PASSAGE SHOWN:
---+---
Deduplication Best Practices
Review the following best practices before using deduplication.
Installation and Configuration
Installing Software Updates
When installing updates or patches in a deduplication-enabled setup, ensure all deduplication-enabled jobs are either suspended or stopped prior to installing the updates or patches. This will prevent accidental sealing of deduplication databases due to services being stopped when data protection operations are in progress.
Space Requirements for Deduplication Database
The following calculations can be used to approximately determine the amount of space required for the deduplication database:
(0.2 * Number of blocks above the deduplication size threshold to be backed up on the mount path (KB))
- If a client has 100 files to be backed up
- With a schedule of every day full backup
- For 30 days
Then the size of deduplication database should be:
(0.2 * 100 * 30) = 600 KB
This size is the maximum space required for the deduplication database. The deduplication database size might be much smaller if there is significant deduplication during backups.
Hence in the above example, if the 100 files do not change at all, then the amount will be (0.1*100*30) KB = 300 KB.
Deduplication Building Block Guide
Building block guide illustrates how to choose the right number of deduplication nodes depending on your environment, storage requirements and the production data size. Choosing right deduplication model will allow you to protect large amount of data with minimal infrastructure, faster backups and better scalability.
For more information, see Deduplication Building Block Guide.
Determining Number of Partitions for Deduplication Database
Depending upon your environment and the application data size, we recommend you to choose the right number of partitions for a deduplication database during storage policy creation. Choosing right number of partition involves several important factors such as:
- Application Data Size or Front-End Terabytes (FET) -Size of data (Files, Databases, Mailboxes and so on) on client computer that needs to be backed up.
- Backup Windows - Time allotted to protect the application data.
- Daily Change Rate - Change rate in the application data size.
- Retention Period - How long the data is to be kept before aging off the system.
Considering the above factors, deduplication databases with single partition can be configured for environments where the FET is approximately 120 TB or less. This value (120 TB of application data) was considered based on the following assumptions. This database can scale up to a Back-End Terabytes (BET) size of 200 TB of unique data on the disk library.
Front-End Terabytes (FET)*
Full Backup Schedule
Once per week
Incremental Backups Schedule
Daily Change Rate
Deduplication Block Size
*Note that, the FET size that can be protected with one partition can vary depending on the Retention Period and Block Size settings. For example, if the retention period is more than the above value, then the amount of data that can be managed by a single partition may be less than 120 TB.
Based on the above assumptions, deduplication databases with two partitions can be useful in the environment where the FET size is approximately 120 - 200 TB.
Managing Deduplication Database
Performance Tuning for DDB Backup
The DDB Backup process uses VSS (Windows), LVM (Unix) or thin volume (Unix) snapshots to create snapshot of the DDB. During this process, consider the following to improve your backup process.
- The LVM (Linux) snapshot of the DDB hosted on a Linux machine requires a free space that must follow the given calculation:
5% of volume space as COW space and should be greater than or equal to 4GB and lesser than 50GB. That is:
If 5% of the volume space is less than 4GB, then it will use 4GB as COW space.
If 5% of the volume space is more than 50GB, then it will use 50GB as COW space.
---+---
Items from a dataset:

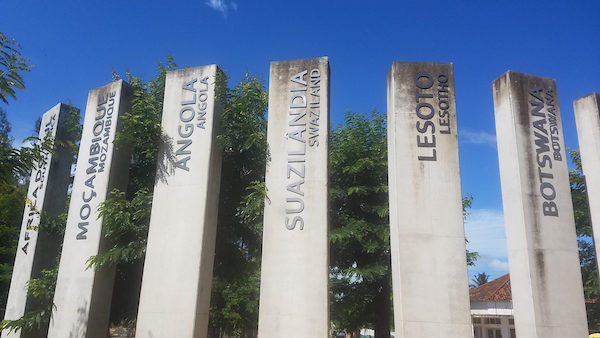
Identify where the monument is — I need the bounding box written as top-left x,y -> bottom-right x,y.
2,103 -> 79,338
258,57 -> 330,338
48,80 -> 133,338
136,65 -> 221,338
388,62 -> 472,338
573,93 -> 600,282
493,71 -> 588,338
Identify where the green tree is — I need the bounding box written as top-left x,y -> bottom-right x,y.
---+---
TASK PROMPT:
Write down the stretch of the deduplication best practices page from "For more information, see" through "application data size.", copying it word for word.

FINAL ANSWER:
For more information, see Deduplication Building Block Guide.
Determining Number of Partitions for Deduplication Database
Depending upon your environment and the application data size, we recommend you to choose the right number of partitions for a deduplication database during storage policy creation. Choosing right number of partition involves several important factors such as:
- Application Data Size or Front-End Terabytes (FET) -Size of data (Files, Databases, Mailboxes and so on) on client computer that needs to be backed up.
- Backup Windows - Time allotted to protect the application data.
- Daily Change Rate - Change rate in the application data size.